Karly has started school already at Jackson Christian and is enjoying pre-school...she has been waking up early to get ready, so I know she is loving it.  She was not "Hi, my name is scared" like she said she would be...she went to class great and really likes being there.  It is hard to believe my youngest is starting school.  I guess it won't hit me too hard until it is really kindergarten, but still, she is at school for a full day right now.
We are really working on this smile...for some reason Karly likes to stick her lower jaw out when she smiles :-)  
Danielle is really excited to be starting 1st grade in 5 days...she keeps checking the calendar to see how many more days.  She already has a little "boyfriend" in her class that also attends our church and she wanted to put her name tag by his on their desks.  It was pretty funny when I found out from his mom that he purposefully put his name tag at a completely empty table of desks in hopes she would put her name next to his....so I guess the feeling is mutual...yikes.  I already had to have a conversation with Danielle and Kassi about their case of the "boy crazies" and how they need to be focused on what they are learning and treating boys as brothers and friends.  Brad makes fun of me when I lecture on this subject because I was as boy crazy as they come.



McKenna is starting 4th grade and is as goofy and wonderful as ever....she told us when she turned 6 that she would be a goof from 6-9 and then she decided to extend it to 10.  She is the one that always has a silly rhyme or a pun or some kind of joke for us.  I absolutely love her funny personality...and she is the peacemaker.  The only thing that really frustrates her sometimes is when the others aren't getting along and there is nothing she can do to help them get through it.  She takes a lot on her shoulders in trying to solve their little squabbles with her humor.  There are many times I think about how thankful I am to have her in the mix of all the girls...I told Brad one night that I secretly wished McKenna was my age sometimes because I think she would make a great best friend...I love that she doesn't get hung up in trivial things and she can laugh at herself.

→ DATA LISTING:
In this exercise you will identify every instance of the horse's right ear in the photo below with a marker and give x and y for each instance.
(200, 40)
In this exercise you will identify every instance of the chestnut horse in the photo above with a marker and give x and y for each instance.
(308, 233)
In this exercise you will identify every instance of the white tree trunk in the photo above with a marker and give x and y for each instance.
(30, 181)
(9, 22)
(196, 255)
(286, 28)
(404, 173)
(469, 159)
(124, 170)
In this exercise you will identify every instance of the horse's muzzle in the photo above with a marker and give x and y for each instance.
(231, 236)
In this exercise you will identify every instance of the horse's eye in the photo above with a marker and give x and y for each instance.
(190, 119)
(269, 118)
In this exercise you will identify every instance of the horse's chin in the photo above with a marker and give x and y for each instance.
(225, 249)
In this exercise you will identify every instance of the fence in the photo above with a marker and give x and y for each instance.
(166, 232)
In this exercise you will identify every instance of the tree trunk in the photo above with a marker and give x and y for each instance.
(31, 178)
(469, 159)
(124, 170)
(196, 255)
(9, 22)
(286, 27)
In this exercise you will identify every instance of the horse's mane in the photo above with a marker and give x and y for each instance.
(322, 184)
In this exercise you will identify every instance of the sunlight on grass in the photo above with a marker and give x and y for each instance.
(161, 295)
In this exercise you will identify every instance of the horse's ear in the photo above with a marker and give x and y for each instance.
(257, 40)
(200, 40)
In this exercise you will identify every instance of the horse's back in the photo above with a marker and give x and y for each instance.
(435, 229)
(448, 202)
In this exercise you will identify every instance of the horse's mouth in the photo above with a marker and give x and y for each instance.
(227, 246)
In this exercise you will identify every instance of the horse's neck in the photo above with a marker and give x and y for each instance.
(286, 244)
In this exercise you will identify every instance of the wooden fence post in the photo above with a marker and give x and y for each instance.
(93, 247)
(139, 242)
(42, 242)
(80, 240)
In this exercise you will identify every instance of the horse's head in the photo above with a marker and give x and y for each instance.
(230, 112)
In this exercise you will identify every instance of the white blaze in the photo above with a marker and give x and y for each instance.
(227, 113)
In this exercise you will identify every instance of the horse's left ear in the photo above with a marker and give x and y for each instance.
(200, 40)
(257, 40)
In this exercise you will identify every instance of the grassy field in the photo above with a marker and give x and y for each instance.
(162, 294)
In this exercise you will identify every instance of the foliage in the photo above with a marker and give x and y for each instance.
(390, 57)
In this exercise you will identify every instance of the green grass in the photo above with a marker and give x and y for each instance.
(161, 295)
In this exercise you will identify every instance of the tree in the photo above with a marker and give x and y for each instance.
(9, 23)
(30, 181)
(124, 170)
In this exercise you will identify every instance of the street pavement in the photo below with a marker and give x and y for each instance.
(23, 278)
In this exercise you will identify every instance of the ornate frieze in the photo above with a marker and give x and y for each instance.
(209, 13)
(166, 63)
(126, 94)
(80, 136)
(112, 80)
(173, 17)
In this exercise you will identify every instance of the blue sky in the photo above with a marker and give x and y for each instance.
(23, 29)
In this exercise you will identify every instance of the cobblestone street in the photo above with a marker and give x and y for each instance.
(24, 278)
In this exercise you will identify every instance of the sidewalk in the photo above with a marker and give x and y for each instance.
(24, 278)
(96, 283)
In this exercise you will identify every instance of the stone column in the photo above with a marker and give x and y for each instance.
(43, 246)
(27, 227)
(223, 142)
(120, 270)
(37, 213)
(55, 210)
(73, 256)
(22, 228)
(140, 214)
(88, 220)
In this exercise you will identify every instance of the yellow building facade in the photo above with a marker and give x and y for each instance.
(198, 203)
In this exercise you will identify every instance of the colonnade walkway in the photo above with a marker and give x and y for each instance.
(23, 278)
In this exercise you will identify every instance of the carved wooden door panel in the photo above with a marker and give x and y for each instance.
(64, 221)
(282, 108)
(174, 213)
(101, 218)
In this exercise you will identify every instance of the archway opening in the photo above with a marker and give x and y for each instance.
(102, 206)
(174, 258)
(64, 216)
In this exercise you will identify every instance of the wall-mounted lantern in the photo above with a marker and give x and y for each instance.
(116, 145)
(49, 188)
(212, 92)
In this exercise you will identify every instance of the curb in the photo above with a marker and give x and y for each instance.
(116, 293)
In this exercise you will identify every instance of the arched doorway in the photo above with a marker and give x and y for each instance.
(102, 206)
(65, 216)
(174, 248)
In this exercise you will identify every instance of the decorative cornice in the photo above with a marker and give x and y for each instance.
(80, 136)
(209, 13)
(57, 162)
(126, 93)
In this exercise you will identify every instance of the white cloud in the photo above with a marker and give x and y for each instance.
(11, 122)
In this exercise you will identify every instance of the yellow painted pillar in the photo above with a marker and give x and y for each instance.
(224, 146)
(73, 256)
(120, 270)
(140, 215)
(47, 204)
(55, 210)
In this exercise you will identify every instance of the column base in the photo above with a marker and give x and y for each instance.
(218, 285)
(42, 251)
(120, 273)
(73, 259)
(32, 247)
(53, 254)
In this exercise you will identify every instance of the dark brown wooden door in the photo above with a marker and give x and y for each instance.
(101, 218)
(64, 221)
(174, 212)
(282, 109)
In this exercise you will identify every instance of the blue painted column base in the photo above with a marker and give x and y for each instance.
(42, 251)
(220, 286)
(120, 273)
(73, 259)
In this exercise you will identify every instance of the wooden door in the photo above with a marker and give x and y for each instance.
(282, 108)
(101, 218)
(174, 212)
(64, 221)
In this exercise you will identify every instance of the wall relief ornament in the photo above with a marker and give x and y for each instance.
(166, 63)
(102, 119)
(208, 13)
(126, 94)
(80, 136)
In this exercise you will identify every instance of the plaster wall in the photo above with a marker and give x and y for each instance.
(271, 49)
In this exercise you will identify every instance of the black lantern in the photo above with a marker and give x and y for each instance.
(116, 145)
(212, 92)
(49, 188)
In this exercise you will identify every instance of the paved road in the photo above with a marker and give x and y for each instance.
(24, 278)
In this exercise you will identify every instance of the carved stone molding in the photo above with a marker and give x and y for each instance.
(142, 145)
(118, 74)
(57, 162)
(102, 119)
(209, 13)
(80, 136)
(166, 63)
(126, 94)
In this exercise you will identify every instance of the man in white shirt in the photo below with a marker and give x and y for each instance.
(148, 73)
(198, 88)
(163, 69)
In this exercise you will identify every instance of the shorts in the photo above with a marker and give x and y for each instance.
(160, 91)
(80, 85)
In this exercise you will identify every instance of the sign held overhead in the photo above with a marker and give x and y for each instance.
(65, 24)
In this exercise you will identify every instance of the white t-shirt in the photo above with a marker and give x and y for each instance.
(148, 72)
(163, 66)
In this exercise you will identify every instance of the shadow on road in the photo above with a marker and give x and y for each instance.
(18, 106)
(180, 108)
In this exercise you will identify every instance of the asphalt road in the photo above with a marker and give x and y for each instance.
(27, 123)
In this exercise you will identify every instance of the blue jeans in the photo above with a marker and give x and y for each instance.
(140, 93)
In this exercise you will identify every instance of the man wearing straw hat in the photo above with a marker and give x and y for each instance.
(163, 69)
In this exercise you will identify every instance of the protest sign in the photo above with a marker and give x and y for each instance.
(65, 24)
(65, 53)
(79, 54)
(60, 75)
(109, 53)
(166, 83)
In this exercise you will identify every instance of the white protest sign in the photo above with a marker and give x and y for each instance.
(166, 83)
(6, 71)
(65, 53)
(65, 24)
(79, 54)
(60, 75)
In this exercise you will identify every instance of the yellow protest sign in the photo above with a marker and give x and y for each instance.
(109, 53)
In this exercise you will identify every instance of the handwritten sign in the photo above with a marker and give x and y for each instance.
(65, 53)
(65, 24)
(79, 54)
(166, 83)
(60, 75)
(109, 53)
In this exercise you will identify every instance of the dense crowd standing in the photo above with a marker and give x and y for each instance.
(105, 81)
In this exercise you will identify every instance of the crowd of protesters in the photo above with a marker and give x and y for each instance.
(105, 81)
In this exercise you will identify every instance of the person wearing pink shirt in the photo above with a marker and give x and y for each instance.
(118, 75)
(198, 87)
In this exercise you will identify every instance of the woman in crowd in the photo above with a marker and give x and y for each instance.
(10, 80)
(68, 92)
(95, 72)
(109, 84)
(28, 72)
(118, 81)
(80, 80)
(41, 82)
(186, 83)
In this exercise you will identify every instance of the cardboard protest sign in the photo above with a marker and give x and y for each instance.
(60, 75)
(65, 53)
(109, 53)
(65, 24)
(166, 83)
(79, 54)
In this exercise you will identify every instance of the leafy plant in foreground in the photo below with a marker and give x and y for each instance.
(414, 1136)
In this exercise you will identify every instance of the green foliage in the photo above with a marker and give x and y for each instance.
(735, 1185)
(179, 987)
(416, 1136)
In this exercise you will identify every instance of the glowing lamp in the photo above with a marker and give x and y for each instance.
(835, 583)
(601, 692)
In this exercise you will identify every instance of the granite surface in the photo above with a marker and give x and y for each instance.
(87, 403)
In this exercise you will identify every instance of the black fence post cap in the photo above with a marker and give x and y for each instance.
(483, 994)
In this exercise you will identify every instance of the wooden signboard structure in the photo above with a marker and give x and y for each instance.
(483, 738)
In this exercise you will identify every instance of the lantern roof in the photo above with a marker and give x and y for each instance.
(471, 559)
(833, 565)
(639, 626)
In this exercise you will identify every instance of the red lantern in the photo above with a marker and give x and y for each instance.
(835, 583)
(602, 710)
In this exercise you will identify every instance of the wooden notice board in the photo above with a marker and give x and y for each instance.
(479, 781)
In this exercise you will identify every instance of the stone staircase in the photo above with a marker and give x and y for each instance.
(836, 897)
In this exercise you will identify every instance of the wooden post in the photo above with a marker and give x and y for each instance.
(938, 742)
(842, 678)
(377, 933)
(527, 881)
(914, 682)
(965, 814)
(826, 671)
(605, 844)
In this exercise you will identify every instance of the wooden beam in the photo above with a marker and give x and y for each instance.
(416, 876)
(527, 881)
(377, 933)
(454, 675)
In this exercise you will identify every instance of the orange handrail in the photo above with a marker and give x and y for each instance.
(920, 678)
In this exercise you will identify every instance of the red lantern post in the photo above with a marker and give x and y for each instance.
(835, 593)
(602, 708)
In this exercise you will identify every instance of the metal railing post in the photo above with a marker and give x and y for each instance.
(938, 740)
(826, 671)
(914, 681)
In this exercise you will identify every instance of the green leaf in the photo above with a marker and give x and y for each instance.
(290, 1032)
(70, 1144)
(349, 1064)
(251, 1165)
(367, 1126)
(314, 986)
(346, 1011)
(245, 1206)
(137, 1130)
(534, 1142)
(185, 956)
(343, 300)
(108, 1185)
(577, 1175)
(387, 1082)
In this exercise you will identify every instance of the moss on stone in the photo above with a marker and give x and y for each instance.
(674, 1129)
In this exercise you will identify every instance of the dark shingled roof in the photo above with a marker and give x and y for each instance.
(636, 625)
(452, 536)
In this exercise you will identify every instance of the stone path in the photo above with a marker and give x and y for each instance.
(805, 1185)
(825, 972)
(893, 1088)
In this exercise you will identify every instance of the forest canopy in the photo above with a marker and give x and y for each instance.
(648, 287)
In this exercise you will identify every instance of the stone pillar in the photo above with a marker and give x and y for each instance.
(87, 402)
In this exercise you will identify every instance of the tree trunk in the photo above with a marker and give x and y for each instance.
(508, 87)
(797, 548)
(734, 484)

→ TASKS:
A: List every person named in the back-to-school post.
B: According to the back-to-school post, which school has Karly started attending?
C: Carry on the back-to-school post from the end of the paragraph about McKenna.

→ ANSWERS FOR THE EXERCISE:
A: Karly, Danielle, Kassi, Brad, McKenna

B: Jackson Christian

C:
Savannah is going to be starting 7th grade and we just had a meeting yesterday with her school counselor to make sure her schedule is all set and tour the school so she will know exactly where she is going.  After our tour, we walked through her schedule one more time just to see if she could follow it.  One of the most exciting things for her is that she will be getting a computer to use.  I was a little surprised that all the students will be receiving a Mac to use throughout their years of middle school and high school.  She tried out for the girl's volleyball team for three days this week and just found out the results last night.  I was really hoping she would make it so she could make some quick friends from being on a team, but there were about 34 girls that tried out and only 14 made it.  She is small for her age and has never played volleyball before besides the few times Brad and I helped her practice serving over the swing set and bumping the ball to each other in a circle.  She has the ability, just not much practice (or height :-P).  Unfortunately, she was cut....but, I was impressed that she did not take it too hard...she is now on to other things...she said, "Well, I know I am good at something, I just have to find out what it is!"  I think that is a pretty good outlook!



I am still seeing God's hand at work.  When Brad and I were taking our adoption training back in February there was another couple in our class that we really admired.  They had already adopted internationally and had to go through the training again because they were trying to get their Foster Care license.  We ate up all their advice and insight.  I knew that the lady was a school counselor, but I had never asked her where she worked.  Through this process of helping Savannah get adjusted and familiar with her new school we had to contact the school counselor for a tour and a meeting for scheduling....guess who it was!  She has been such a blessing and reassurance to us.  It is awesome to know that if Savannah needs someone to talk to at school...God has gifted us with someone with such a great understanding for her!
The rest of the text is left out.